Aber warum? Allein durch die Halbwertszeit des Cäsium-137 von rund 30 Jahren müsste die Kontamination der Wildschweine inzwischen deutlich geringer sein. Ihr noch immer hoher Gehalt an radioaktive, Cäsium ist daher auch aus physikalischer Sicht auf den ersten Blick völlig widersinnig. Kein Wunder, dass dieses „Wildschwein-Paradoxon“ auch bei Experten für Rätselraten sorgte.

Cäsium-Isotope als Fahndungshelfer

Des Rätsels Lösung haben Felix Stäger von der Leibniz Universität Hannover und seine Kollegen gefunden. Für ihre Studie hatten sie Proben von Wildschweinfleisch aus verschiedenen Gebieten im Südosten Bayerns gesammelt und auf ihre Belastung mit radioaktiven Isotopen untersucht. Das Besonders jedoch: Das Team setzte dabei massenspektrometrische Methoden ein, die nicht nur Cäsium-137, sondern auch das langlebigere Cäsium-135 quantifizieren konnten.

Der Clou daran: Das Verhältnis von Cäsium-135 zu Cäsium-137 liefert wertvolle Hinweise darauf, woher eine radioaktive Kontamination stammt. So entstehen bei den Zerfällen des Kernbrennstoffs in Atomreaktoren normalerweise nur geringe Mengen des langlebigeren Cäsium-135. Deutlich höher ist der Anteil hingegen bei der Explosion einer Atombombe, wie bei den Kernwaffentests der 1950er und 1960er Jahre. Das Verhältnis der beiden Cäsium-Isotope kann daher – wie eine Art Fingerabdruck – verraten, woher das Cäsium in den Wildschweinen stammt.

Cäsium-Isotopenverhältnisse
Der Anteil von Cäsium-135 zu Cäsium-137 in den Wildschweinproben liefert Hinweise auf die Herkunft. © Stäger et al./ Environmental Science & Technology, doi: 10.1021/acs.est.3c03565, CC-by 4.0

Fingerabdruck des Kernwaffen-Fallouts

Das überraschende Ergebnis: Das radioaktive Cäsium in den Wildschweinen stammt nicht nur vom Atomunfall in Tschernobyl, sondern geht zu einem großen Teil auf den Fallout der Atombombentests in den 1950er und 1960er Jahren zurück. In einigen Proben lag der Anteil des Kernwaffen-Fallouts bei immerhin 68 Prozent. „Dieses gemischte Erbe von Tschernobyl und dem Atomwaffen-Fallout ist für die persistent hohen Belastungen der Wildschweine verantwortlich“, berichten Stäger und seine Kollegen.
::::
* DEINE AUFGABEN
1. Wie hoch war laut dem Text über das Wildschwein-Paradoxon in einigen Proben der Anteil des Kernwaffen-Fallouts?
2. Schreib den Text über das Wildschwein-Paradoxon im Anschluss an seinen letzten Satz weiter.

* BEREITGESTELLTES MATERIAL
::::
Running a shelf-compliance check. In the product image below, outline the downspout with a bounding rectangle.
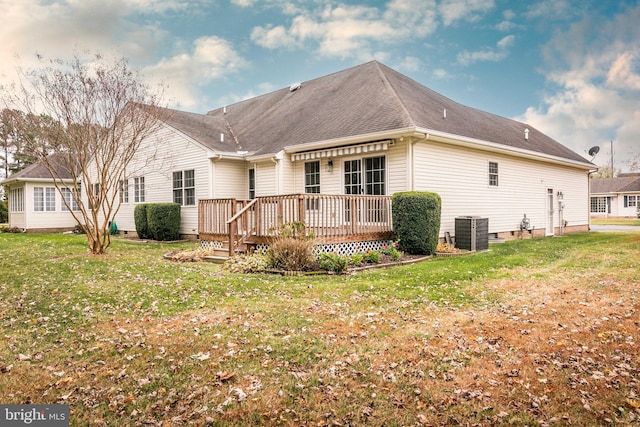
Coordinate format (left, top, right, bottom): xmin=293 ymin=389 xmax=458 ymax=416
xmin=271 ymin=156 xmax=281 ymax=195
xmin=409 ymin=133 xmax=429 ymax=191
xmin=209 ymin=154 xmax=222 ymax=199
::::
* ANTWORTEN UNTEN
1. In einigen Proben lag er bei 68 Prozent.

2.
Das wirft jedoch die Frage auf, warum die Wildschweine mehr als 60 Jahre nach Ende der Kernwaffentests so viel mehr Cäsium intus haben als andere Wildtiere. Hinzu kommt, dass der größte Teil des Cäsium-137 aus den Atombombenexplosionen längst zerfallen sein müsste. „Obwohl das Cäsium-137 aus den Kernwaffen schon zwei Halbwertszeiten lang in der Umwelt residierte, liefert unsere Arbeit den forensischen Beweis, dass dieses unterschätzte Erbe des Atomtest-Fallouts sich noch immerhin bestimmten Medien anreichern kann“, so das Team.

Hirschtrüffel als „Täter“

Doch wie kam so viel radioaktives Cäsium in die Wildschweine? Die Ursache dafür liegt an den speziellen Nahrungsvorlieben der Wildschweine: Sie graben besonders gerne Hirschtrüffeln aus dem Boden aus, und in diesen unterirdisch wachsenden Pilzen reichert sich das radioaktive Cäsium erst mit großer Zeitverzögerung an. Weil die meisten Hirschtrüffeln in 20 bis 40 Zentimeter Tiefe liegen, dauert es Jahrzehnte, bis radioaktive Isotope zu ihnen vordringen und sich dann in den Pilzen anreichern.

„Das Cäsium wandert sehr langsam durch den Boden nach unten, manchmal nur rund einen Millimeter pro Jahr“, erklärt Seniorautor Georg Steinhauser von der Technischen Universität Wien. Die Hirschtrüffeln, die heute von den Wildschweinen ausgegraben und gefressen werden, haben daher die in ihren Bodenschichten noch präsenten radioaktiven Nuklide des Kernwaffentest-Fallouts angereichert.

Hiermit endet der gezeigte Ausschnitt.